▶ [Objective]:
Which lines in the entries below contain the word "indicate"? Collect each of them and copy it out in full.

▶ [Data for this exercise]:
______

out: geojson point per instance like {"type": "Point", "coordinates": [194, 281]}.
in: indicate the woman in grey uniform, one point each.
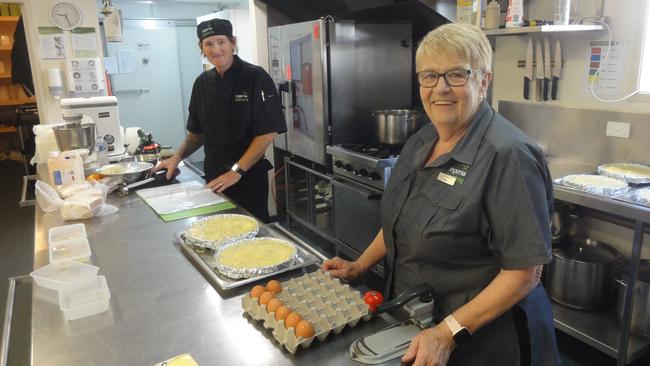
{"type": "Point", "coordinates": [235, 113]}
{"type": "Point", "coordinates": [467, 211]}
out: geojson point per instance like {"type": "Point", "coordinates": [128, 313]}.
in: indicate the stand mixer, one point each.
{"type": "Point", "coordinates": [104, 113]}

______

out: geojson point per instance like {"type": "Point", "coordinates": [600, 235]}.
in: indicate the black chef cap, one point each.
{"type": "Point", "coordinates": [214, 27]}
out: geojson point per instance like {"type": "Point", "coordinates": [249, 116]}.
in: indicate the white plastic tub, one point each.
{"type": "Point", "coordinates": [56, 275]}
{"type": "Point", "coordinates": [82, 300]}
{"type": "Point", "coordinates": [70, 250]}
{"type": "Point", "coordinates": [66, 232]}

______

▶ [Expected answer]:
in: indicate the woman in grey uniform, one point each.
in: indicate the stand mixer, one point each.
in: indicate the black chef cap, one point each.
in: indicate the white plastic tub, one point each.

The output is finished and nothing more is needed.